--- START ---
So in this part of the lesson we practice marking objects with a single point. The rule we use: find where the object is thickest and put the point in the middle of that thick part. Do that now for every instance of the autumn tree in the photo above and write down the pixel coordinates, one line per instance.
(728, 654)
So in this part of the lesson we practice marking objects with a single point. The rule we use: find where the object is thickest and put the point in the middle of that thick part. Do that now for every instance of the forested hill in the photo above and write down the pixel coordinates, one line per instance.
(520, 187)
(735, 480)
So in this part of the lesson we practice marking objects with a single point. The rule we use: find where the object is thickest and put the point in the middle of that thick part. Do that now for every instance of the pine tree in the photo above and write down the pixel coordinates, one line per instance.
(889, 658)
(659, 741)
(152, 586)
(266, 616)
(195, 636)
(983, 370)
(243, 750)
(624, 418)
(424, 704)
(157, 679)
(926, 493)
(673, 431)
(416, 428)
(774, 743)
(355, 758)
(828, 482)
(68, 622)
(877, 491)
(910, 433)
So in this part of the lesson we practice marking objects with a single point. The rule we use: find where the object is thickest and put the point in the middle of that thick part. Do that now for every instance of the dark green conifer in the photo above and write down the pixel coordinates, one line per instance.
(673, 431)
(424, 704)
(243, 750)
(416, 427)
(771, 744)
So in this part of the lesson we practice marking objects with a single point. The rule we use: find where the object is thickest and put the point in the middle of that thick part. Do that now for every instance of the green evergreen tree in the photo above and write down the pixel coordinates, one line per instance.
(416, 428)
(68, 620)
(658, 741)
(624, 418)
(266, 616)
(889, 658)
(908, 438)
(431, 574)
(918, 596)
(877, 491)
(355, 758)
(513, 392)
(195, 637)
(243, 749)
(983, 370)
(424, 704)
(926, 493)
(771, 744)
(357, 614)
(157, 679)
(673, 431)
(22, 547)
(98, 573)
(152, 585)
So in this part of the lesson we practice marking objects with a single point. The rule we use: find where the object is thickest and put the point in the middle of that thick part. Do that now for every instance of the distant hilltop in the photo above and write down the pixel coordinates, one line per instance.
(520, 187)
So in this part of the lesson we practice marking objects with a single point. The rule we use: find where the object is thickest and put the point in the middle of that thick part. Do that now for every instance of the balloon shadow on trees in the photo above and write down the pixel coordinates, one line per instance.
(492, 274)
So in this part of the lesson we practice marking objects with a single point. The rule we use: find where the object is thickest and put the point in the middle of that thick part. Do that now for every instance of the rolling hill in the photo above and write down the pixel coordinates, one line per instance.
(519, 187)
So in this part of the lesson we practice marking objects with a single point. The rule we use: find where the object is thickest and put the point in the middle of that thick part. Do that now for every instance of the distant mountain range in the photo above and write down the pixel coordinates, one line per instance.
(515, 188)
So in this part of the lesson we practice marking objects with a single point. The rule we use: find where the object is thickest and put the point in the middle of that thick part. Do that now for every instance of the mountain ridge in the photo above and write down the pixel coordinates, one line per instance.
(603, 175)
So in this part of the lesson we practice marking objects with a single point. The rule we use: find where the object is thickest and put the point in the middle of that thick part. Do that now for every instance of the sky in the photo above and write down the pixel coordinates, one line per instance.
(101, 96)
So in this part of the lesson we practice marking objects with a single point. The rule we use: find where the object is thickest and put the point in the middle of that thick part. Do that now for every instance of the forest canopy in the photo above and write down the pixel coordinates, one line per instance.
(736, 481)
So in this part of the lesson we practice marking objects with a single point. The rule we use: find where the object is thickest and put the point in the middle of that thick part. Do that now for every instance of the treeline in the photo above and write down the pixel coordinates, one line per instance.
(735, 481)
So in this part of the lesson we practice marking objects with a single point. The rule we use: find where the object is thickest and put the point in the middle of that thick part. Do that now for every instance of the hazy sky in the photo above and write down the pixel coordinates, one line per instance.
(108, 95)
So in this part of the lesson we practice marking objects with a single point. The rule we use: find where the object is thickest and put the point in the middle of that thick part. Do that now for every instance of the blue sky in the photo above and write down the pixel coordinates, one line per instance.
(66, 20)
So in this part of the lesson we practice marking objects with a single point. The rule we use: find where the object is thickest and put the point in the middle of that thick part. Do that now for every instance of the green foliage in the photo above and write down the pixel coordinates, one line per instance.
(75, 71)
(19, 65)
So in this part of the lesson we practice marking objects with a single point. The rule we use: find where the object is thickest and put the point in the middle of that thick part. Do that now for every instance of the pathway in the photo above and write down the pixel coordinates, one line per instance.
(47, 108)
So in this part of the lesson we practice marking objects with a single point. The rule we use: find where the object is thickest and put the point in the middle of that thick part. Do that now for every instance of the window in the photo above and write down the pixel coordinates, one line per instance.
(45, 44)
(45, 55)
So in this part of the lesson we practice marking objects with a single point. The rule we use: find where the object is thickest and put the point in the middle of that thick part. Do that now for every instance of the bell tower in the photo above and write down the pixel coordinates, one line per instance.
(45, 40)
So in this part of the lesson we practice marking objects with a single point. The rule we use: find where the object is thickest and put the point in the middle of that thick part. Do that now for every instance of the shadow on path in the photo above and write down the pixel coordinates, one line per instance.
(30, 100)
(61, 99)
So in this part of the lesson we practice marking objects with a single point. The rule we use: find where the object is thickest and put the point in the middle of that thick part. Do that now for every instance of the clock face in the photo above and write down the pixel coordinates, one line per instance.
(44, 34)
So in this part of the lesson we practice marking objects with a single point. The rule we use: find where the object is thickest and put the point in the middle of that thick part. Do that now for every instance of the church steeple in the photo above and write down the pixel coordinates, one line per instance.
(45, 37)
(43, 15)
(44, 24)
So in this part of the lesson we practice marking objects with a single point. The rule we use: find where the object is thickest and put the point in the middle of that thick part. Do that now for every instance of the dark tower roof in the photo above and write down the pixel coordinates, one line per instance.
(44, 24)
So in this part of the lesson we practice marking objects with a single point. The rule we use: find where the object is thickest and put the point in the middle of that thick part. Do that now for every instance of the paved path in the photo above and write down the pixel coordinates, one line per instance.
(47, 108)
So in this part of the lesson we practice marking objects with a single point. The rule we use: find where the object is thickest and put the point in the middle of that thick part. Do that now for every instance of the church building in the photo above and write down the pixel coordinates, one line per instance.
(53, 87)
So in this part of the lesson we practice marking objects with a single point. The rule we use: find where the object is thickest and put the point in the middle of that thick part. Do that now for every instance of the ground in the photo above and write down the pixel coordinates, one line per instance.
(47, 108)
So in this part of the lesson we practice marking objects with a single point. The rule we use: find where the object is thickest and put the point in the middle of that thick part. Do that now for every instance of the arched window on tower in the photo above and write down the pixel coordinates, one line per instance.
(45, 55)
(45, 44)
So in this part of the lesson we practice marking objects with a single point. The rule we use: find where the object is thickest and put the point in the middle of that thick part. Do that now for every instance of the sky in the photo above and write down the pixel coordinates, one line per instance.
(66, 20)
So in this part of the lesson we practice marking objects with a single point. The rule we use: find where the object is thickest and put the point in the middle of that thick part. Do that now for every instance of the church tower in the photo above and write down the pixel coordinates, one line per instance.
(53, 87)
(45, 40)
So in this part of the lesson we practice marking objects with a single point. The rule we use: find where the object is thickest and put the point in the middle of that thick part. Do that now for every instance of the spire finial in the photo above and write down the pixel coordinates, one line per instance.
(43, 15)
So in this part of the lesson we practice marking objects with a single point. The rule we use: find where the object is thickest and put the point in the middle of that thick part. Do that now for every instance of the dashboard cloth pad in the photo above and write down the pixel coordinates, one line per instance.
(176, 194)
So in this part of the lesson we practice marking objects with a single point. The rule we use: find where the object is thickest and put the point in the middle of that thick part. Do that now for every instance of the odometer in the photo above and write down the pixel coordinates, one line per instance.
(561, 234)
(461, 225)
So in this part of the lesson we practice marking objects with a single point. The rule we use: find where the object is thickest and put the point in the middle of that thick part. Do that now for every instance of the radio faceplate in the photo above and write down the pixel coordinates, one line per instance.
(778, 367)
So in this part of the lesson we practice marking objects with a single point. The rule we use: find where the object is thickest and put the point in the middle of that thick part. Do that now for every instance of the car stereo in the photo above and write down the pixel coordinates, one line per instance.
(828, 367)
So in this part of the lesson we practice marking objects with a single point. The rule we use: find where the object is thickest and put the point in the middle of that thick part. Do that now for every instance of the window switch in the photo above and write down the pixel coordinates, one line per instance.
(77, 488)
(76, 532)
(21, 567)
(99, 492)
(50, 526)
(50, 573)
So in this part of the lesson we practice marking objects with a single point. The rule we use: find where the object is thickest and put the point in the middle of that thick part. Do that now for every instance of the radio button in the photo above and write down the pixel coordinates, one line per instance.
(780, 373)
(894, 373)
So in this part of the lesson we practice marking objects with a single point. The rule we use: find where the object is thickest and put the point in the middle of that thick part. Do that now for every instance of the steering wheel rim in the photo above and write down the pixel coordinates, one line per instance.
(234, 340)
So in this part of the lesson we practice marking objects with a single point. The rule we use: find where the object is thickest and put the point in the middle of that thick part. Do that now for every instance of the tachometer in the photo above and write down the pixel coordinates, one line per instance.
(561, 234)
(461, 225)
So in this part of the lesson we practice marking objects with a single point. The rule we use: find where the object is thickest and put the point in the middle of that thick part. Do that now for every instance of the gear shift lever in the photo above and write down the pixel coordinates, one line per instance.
--- END ---
**Your objective:** Please make an exact copy of the lines from the one holding "of the tachometer" through the final line of the records above, nothing more.

**Answer to this problem:**
So in this part of the lesson we practice marking objects with a single point. The rule we use: find where the object is thickest and put the point in the middle of that thick part. Do that now for every instance of the tachometer in the photo above and write down the pixel coordinates, one line per instance.
(561, 234)
(461, 225)
So in this part of the lesson we practice marking objects with a single point. The rule we use: find where the object is thickest and put the point in the middle of that thick part. Do that now for every instance of the gear shift lever in the photo above and write down the pixel coordinates, one line per instance.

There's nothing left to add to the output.